*Tarefa:* Copie, por favor, na íntegra e sem qualquer alteração o texto sobre o livro «Faca», de Salman Rushdie.

*Excerto fornecido:*
********************

A
mente detém-se nos detalhes mais bizarros nos momentos mais insólitos. A minha,
seguramente. A de Salman Rushdie afligiu-se com a
mutilação do seu rico fato Ralph Lauren, enquanto o próprio se esvaía em
sangue no chão de um anfiteatro em Chautauqua, esfaqueado por um tipo que não
gostava dele: um par de páginas da obra do escritor, umas palestras no YouTube,
Rushdie era insincero, concluiu, logo, merecia morrer. Não morreu. O atacante
chama-se Hadi Matar, outro extraordinário detalhe, pelo menos, para quem lê
português.
Um dos médicos terá dito a Salman Rushdie que a sua sorte fora a ignorância do agressor sobre como matar um homem com uma faca. “Faca, Meditações na Sequência de uma Tentativa de Homicídio” lê-se numa tarde, e eu tinha alguma curiosidade. Não é fabuloso, penso que nem o pretende – talvez seja apenas a última etapa para a cura absoluta, o derradeiro passo para a reconciliação. Há violência, claro, o relato cru do ataque e dos diferentes estágios da recuperação dolorosa e lenta; há a história de amor do seu actual matrimónio; e há momentos de humor, vários, às vezes negro. A., como Rushdie vai chamando ao seu agressor ao longo do livro, esfaqueou-o 15 vezes durante 27 segundos, o tempo de ler o soneto nº 130 de Shakespeare, o seu preferido. Seu, de Rushdie, claro, A. nem deve saber o que é um soneto. Na entrevista ao escritor no programa 60 minutos Anderson Cooper liga o cronómetro do telemóvel para contar 27 segundos de silêncio críptico, e é realmente perturbador.

********************

*Excertos de dados:*
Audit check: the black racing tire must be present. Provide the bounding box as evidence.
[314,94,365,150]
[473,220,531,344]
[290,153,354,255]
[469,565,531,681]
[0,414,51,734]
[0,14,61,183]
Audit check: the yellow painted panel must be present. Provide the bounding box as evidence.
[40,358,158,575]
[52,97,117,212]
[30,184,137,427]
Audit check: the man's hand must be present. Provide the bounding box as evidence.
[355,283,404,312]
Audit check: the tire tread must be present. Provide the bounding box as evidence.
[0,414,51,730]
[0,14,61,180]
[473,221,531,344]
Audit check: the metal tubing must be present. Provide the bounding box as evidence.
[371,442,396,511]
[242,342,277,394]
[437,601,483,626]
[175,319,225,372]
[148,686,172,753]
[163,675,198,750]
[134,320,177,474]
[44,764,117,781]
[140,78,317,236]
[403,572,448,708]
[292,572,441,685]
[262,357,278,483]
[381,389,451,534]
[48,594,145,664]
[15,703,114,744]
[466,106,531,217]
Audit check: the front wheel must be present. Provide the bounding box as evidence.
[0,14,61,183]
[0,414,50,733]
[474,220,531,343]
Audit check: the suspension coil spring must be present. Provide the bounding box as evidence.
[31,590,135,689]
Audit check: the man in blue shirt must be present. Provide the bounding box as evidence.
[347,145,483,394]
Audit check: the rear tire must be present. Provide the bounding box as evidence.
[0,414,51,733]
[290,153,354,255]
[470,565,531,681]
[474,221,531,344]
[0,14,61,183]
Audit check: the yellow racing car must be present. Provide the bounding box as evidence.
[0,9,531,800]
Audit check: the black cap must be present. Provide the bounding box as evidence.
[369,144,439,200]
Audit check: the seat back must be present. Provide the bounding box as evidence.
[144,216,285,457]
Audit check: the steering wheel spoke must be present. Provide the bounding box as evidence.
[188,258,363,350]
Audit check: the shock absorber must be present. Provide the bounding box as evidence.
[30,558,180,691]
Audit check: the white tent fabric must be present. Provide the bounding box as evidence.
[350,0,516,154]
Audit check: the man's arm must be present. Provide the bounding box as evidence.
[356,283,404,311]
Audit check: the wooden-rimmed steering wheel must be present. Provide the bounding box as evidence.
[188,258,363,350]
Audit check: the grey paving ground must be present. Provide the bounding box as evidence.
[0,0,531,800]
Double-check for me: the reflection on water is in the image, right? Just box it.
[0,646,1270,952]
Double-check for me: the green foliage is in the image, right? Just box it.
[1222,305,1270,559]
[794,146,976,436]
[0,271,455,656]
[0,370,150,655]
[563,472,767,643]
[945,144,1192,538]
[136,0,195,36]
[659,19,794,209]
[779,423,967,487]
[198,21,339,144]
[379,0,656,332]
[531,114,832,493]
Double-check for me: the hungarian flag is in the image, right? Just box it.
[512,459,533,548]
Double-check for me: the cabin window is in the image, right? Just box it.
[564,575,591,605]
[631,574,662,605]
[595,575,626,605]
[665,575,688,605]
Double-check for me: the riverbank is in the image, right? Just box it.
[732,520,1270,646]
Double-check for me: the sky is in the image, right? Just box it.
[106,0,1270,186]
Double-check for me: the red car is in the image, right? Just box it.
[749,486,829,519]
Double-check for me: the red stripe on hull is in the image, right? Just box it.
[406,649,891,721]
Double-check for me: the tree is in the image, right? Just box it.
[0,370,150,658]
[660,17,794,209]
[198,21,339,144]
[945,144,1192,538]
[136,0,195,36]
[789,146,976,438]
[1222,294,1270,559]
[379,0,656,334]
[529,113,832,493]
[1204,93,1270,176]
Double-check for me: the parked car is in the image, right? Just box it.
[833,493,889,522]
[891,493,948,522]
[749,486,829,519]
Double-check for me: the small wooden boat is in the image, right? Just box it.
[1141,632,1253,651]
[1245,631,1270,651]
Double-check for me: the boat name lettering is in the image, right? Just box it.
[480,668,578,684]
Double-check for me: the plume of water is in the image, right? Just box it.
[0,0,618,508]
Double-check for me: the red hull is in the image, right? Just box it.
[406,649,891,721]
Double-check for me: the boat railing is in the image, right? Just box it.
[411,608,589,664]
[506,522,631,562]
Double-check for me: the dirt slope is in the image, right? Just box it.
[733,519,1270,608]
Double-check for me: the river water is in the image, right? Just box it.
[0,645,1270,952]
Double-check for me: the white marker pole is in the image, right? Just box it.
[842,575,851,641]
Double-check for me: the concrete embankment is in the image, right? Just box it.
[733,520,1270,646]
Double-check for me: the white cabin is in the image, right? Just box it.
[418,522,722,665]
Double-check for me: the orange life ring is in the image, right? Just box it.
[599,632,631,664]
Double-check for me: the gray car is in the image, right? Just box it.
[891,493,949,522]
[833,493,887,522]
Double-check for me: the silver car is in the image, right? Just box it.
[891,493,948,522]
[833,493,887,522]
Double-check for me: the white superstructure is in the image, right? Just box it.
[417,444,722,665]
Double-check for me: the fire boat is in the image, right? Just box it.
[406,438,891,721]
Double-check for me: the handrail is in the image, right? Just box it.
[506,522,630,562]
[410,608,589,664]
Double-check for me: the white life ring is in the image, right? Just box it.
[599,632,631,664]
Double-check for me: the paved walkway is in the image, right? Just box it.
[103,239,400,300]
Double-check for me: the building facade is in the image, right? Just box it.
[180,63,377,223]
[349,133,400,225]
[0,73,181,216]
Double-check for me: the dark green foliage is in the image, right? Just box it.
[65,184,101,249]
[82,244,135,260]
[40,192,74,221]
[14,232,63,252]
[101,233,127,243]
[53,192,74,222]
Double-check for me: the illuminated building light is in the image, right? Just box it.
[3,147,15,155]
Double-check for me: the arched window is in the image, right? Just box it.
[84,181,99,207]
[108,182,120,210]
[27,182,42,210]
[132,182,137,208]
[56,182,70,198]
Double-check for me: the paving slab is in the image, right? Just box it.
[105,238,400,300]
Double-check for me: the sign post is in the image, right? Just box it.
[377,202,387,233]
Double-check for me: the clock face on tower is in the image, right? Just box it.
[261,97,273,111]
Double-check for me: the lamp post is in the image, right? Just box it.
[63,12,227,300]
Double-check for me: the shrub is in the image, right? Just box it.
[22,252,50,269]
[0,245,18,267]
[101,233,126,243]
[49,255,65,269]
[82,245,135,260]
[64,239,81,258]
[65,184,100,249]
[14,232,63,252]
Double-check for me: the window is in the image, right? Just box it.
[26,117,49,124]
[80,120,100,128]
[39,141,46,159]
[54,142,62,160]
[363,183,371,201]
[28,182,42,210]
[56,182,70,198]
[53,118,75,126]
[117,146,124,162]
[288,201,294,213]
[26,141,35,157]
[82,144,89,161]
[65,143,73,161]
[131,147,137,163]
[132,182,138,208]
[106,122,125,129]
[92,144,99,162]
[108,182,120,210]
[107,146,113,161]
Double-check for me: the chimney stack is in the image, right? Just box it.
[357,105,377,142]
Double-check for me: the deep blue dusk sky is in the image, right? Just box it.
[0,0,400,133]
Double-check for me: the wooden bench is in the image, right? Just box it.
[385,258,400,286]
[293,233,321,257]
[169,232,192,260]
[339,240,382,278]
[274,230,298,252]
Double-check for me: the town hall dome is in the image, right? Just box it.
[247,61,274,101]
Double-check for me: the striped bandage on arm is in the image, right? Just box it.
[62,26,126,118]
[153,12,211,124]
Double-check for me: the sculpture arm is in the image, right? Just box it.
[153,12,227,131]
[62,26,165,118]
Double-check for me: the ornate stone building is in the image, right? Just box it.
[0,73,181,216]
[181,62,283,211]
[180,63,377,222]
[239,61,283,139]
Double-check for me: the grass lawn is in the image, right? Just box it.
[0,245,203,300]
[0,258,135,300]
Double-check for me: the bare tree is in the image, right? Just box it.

********************

*Resultado do exercício:*
A
mente detém-se nos detalhes mais bizarros nos momentos mais insólitos. A minha,
seguramente. A de Salman Rushdie afligiu-se com a
mutilação do seu rico fato Ralph Lauren, enquanto o próprio se esvaía em
sangue no chão de um anfiteatro em Chautauqua, esfaqueado por um tipo que não
gostava dele: um par de páginas da obra do escritor, umas palestras no YouTube,
Rushdie era insincero, concluiu, logo, merecia morrer. Não morreu. O atacante
chama-se Hadi Matar, outro extraordinário detalhe, pelo menos, para quem lê
português.
Um dos médicos terá dito a Salman Rushdie que a sua sorte fora a ignorância do agressor sobre como matar um homem com uma faca. “Faca, Meditações na Sequência de uma Tentativa de Homicídio” lê-se numa tarde, e eu tinha alguma curiosidade. Não é fabuloso, penso que nem o pretende – talvez seja apenas a última etapa para a cura absoluta, o derradeiro passo para a reconciliação. Há violência, claro, o relato cru do ataque e dos diferentes estágios da recuperação dolorosa e lenta; há a história de amor do seu actual matrimónio; e há momentos de humor, vários, às vezes negro. A., como Rushdie vai chamando ao seu agressor ao longo do livro, esfaqueou-o 15 vezes durante 27 segundos, o tempo de ler o soneto nº 130 de Shakespeare, o seu preferido. Seu, de Rushdie, claro, A. nem deve saber o que é um soneto. Na entrevista ao escritor no programa 60 minutos Anderson Cooper liga o cronómetro do telemóvel para contar 27 segundos de silêncio críptico, e é realmente perturbador.